"""
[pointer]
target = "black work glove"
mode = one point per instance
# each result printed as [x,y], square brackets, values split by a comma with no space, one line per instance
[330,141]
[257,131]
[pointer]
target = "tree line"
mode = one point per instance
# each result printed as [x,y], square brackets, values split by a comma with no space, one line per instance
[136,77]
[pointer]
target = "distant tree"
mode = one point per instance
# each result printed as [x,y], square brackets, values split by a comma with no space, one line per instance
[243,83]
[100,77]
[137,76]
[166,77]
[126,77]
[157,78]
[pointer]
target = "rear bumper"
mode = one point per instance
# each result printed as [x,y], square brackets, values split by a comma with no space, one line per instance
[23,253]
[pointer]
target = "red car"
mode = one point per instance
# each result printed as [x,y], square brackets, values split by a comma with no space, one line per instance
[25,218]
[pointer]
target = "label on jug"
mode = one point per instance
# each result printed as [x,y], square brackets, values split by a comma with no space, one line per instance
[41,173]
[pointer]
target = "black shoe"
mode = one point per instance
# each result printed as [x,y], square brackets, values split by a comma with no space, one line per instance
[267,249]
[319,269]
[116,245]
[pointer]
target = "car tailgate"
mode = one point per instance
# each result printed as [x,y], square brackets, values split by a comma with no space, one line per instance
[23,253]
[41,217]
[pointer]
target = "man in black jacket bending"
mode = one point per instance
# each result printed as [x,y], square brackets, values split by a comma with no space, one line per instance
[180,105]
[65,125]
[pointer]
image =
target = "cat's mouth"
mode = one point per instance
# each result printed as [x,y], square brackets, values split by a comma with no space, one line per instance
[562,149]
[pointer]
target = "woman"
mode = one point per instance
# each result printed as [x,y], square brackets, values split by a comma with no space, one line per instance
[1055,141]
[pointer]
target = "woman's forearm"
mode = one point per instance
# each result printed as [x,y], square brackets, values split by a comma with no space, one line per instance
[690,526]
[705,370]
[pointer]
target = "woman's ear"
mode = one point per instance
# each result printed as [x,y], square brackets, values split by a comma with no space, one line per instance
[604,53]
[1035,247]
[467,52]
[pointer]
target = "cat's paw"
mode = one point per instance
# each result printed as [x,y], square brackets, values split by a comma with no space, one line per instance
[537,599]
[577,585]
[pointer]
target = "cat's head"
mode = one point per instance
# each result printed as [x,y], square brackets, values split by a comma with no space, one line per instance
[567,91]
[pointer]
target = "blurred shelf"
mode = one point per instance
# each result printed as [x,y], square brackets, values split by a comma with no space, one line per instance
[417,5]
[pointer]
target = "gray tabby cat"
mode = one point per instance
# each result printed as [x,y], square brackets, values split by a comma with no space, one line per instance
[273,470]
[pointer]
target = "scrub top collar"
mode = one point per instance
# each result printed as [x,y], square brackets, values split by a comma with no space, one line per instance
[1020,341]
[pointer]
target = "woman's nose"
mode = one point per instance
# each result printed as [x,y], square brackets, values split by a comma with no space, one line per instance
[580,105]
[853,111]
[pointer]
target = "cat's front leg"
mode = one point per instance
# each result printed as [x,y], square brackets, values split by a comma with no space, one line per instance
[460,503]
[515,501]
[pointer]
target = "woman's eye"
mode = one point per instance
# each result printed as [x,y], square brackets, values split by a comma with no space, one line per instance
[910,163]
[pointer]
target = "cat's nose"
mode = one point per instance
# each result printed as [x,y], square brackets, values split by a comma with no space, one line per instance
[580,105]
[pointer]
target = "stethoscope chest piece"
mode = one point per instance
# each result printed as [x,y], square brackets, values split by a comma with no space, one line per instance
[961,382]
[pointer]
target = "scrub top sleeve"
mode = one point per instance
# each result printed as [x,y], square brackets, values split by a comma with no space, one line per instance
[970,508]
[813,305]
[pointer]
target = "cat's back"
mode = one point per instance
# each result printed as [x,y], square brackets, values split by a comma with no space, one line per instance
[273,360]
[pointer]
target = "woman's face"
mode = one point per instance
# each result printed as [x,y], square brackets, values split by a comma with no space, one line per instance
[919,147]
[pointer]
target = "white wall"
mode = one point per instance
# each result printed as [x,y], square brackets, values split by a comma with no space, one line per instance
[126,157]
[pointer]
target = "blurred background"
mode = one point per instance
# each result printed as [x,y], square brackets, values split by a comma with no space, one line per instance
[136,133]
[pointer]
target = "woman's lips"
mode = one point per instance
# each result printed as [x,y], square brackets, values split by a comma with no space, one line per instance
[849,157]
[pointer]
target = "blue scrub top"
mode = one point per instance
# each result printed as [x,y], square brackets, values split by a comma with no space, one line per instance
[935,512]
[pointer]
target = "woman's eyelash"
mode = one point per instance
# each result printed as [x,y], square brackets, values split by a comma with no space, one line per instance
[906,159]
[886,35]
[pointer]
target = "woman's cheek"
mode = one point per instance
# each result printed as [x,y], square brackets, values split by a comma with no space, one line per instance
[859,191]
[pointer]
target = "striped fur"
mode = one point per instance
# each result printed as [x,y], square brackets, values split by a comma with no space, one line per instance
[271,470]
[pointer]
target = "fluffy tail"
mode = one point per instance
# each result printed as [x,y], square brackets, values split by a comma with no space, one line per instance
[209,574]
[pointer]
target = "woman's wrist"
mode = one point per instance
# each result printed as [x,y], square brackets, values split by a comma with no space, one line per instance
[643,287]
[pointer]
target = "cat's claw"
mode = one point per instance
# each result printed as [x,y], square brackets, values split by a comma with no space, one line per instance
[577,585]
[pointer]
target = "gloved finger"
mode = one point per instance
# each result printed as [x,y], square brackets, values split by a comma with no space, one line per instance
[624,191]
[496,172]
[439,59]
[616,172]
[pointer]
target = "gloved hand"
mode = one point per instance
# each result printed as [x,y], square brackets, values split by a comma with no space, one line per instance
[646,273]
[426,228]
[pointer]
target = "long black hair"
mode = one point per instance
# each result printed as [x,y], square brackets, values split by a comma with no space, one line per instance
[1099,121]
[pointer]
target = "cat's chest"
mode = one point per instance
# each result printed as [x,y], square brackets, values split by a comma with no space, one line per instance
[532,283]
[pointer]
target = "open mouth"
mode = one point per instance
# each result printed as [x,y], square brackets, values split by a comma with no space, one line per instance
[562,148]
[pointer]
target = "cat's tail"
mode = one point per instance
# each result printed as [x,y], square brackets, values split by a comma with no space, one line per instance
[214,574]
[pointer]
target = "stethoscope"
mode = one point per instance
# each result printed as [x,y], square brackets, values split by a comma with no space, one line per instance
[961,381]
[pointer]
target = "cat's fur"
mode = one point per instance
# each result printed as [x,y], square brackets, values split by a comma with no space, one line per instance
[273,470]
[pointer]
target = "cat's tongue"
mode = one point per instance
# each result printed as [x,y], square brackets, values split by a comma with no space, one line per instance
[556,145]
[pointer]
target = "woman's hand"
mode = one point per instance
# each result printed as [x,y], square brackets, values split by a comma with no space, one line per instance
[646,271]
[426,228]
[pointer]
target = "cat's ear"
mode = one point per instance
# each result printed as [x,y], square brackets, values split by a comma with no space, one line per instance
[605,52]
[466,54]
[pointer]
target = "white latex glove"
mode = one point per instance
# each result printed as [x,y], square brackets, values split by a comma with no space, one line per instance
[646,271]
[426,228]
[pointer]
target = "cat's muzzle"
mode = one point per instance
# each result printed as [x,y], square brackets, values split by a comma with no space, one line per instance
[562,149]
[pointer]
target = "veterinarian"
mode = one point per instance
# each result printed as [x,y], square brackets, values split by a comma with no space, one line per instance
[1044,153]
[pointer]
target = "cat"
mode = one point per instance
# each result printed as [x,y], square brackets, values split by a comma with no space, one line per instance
"""
### WRITTEN INSTRUCTION:
Retype every record above exactly as it appears.

### WRITTEN SOLUTION:
[pointer]
target = "black work glove"
mode = one point per instance
# each result printed as [x,y], square brackets, values split by a comma with no space, one line per instance
[330,141]
[257,131]
[pointer]
target = "tree line"
mode = one point per instance
# each result printed as [x,y], square brackets, values split by a comma with no space, one line per instance
[136,77]
[pointer]
target = "distant tree"
mode = one point per instance
# each result printed as [x,y], square brackets, values split by a comma with no space, one line per instance
[243,83]
[100,77]
[137,76]
[166,77]
[126,77]
[157,78]
[pointer]
target = "rear bumper"
mode = one point per instance
# each result printed as [x,y], square brackets, values split by a comma with no space, one line per instance
[23,253]
[pointer]
target = "red car"
mode = one point per instance
# each result printed as [x,y], square brackets, values split by a comma with no space, one line per instance
[25,218]
[pointer]
target = "label on jug"
mode = one point per instance
# each result printed as [x,y], square brackets, values split by a comma with no space, one line per instance
[41,173]
[pointer]
target = "black shoe"
mode = one point per instance
# each result printed as [x,y], square brackets, values split by a comma with no space, one line per instance
[267,249]
[319,269]
[116,245]
[pointer]
target = "car tailgate"
mode = one point per instance
# each result printed as [x,y], square brackets, values split by a comma with no space, one line per instance
[23,253]
[41,217]
[pointer]
target = "man in black jacket bending"
mode = one point per instance
# each result printed as [x,y], square brackets, values split by a comma with no space, one line per instance
[180,105]
[65,125]
[pointer]
image =
target = "cat's mouth"
mode = one point per instance
# each result printed as [x,y], square brackets, values split by a comma with no space, one line per instance
[562,149]
[pointer]
target = "woman"
mode = one point per instance
# each result printed as [x,y], square brackets, values split by a comma with no space, one line per instance
[1055,141]
[pointer]
target = "woman's forearm"
mode = one point per instance
# each result printed as [x,y], square brackets, values split by a comma with no space, one line per instance
[690,526]
[705,370]
[pointer]
target = "woman's ear"
mode = one point per instance
# each result printed as [x,y], square brackets, values split by a comma with no space, one line per instance
[604,53]
[1035,247]
[467,52]
[pointer]
target = "cat's paw"
mode = one point per instance
# each result printed as [x,y], square brackets, values split by a comma with no space, one line per instance
[537,599]
[577,585]
[pointer]
target = "cat's head"
mode = one point per instance
# each result printed as [x,y], square brackets, values split by a comma with no space, one line per instance
[567,91]
[pointer]
target = "blurred shelf"
mode = one point per instance
# each result printed as [x,y], square brackets, values split by a comma with no space, one line per instance
[417,5]
[pointer]
target = "gray tabby cat"
mode = one point per instance
# each result printed as [x,y], square brackets, values split by a comma with no space, one line per instance
[273,470]
[pointer]
target = "scrub top collar"
mode = one point per instance
# each result printed as [x,y], square brackets, values split by a comma with no space, one line per instance
[1020,341]
[pointer]
target = "woman's nose"
mode = one point per instance
# each result printed as [x,y], square brackets, values split by a comma with no space, one line per instance
[580,105]
[853,111]
[pointer]
target = "cat's front leg"
mode = one point per instance
# each result printed as [x,y], square brackets, values split by a comma with no space, one line per instance
[460,503]
[515,501]
[pointer]
target = "woman's eye"
mode = one point per instance
# each result printed as [x,y], square brackets, values split by a comma with no space, one line per instance
[910,163]
[pointer]
target = "cat's nose"
mode = one point per instance
# each result printed as [x,y], square brackets, values split by a comma with no space, one line per instance
[580,105]
[pointer]
target = "stethoscope chest piece"
mode = one point per instance
# each result printed as [x,y], square brackets, values split by a comma with no space, one line per instance
[961,382]
[pointer]
target = "scrub top sleeve"
mode = one point per instance
# each result printed as [x,y], square brackets, values split by a comma with no space, one line per instance
[970,508]
[813,305]
[pointer]
target = "cat's back"
mode = one point per instance
# each result printed as [x,y], square brackets, values split by a comma with no space, one line per instance
[273,360]
[pointer]
target = "woman's face"
mode = one point per instance
# each result printed as [x,y], square brackets, values split by a comma with no space, one line per instance
[919,147]
[pointer]
target = "white wall"
mode = one point per instance
# each result printed as [x,y], square brackets, values split by a comma with no space, one line per instance
[126,157]
[pointer]
target = "blurred background"
mode = one point per instance
# each result printed as [x,y], square brackets, values split by a comma with no space, one line per instance
[136,133]
[pointer]
target = "woman's lips"
mode = one point per instance
# each result printed as [x,y], square brackets, values split by a comma with no space, one line per instance
[849,157]
[pointer]
target = "blue scrub top"
mode = one point per instance
# each result printed as [x,y], square brackets, values split by a comma with no space, one line per instance
[935,512]
[pointer]
target = "woman's eyelash"
mode = one point per instance
# each result printed as [x,y], square brackets, values split by a comma with no space, one line per instance
[906,159]
[886,35]
[pointer]
target = "woman's cheek"
mode = one point per instance
# each result printed as [x,y], square brackets, values split by a comma with no space, one line per instance
[859,191]
[pointer]
target = "striped fur"
mode = one point per instance
# each result printed as [x,y], square brackets, values split by a comma with no space, one line per instance
[271,470]
[pointer]
target = "fluffy tail"
mode = one point per instance
# each result printed as [x,y], square brackets, values split by a comma with no space, one line per instance
[209,574]
[pointer]
target = "woman's wrist"
mode = one point per instance
# each result printed as [x,y], square brackets, values split by a comma with no space, one line per instance
[643,287]
[pointer]
target = "cat's claw"
mode = one point per instance
# each result printed as [x,y], square brackets, values split by a comma with no space, one line per instance
[577,585]
[pointer]
target = "gloved finger"
mode = one point per instance
# each result printed as [x,y], square brackets, values split by a comma with no space, one line per instance
[624,191]
[496,172]
[439,59]
[616,172]
[pointer]
target = "gloved hand"
mode = one point per instance
# each result printed as [x,y], square brackets, values split by a comma with no space, one line per instance
[646,273]
[426,228]
[pointer]
target = "long black hair"
mode = one point per instance
# each result printed as [x,y], square brackets, values split by a comma with no space, one line per instance
[1099,121]
[pointer]
target = "cat's chest"
mode = one point per instance
# each result printed as [x,y], square brackets, values split by a comma with no space, one line per instance
[532,283]
[pointer]
target = "open mouth"
mode = one point per instance
# each result printed as [x,y], square brackets, values split by a comma with no space, one line per instance
[562,148]
[pointer]
target = "cat's tail"
mode = one point per instance
# each result printed as [x,y], square brackets, values split by a comma with no space, one line per instance
[214,574]
[pointer]
target = "stethoscope"
mode = one point per instance
# each result printed as [x,y], square brackets, values split by a comma with no space, one line per instance
[961,381]
[pointer]
target = "cat's fur"
mode = one point per instance
# each result printed as [x,y], square brackets, values split by a comma with no space, one line per instance
[273,470]
[pointer]
target = "cat's tongue"
mode = one point per instance
# each result printed as [x,y], square brackets, values split by a comma with no space, one line per instance
[556,145]
[pointer]
target = "woman's hand"
mode = one point per instance
# each result printed as [x,y], square brackets, values split by a comma with no space, one line per instance
[646,271]
[426,228]
[pointer]
target = "cat's ear"
mode = one point per instance
# each result printed as [x,y], square brackets, values split by a comma with no space, one line per instance
[605,52]
[466,54]
[pointer]
target = "white latex glove"
mode = one point per instance
# each result printed as [x,y], square brackets, values split by a comma with no space, one line per instance
[646,271]
[426,228]
[pointer]
target = "cat's muzzle"
mode = one point per instance
# each result printed as [x,y], square brackets, values split by a comma with no space, one line per instance
[562,149]
[pointer]
target = "veterinarian"
mode = one point per instance
# each result printed as [x,y], square brackets, values split by a comma with no space, one line per instance
[1044,153]
[pointer]
target = "cat"
mode = one point per instance
# each result printed as [x,y], square brackets, values split by a comma with no space, one line per instance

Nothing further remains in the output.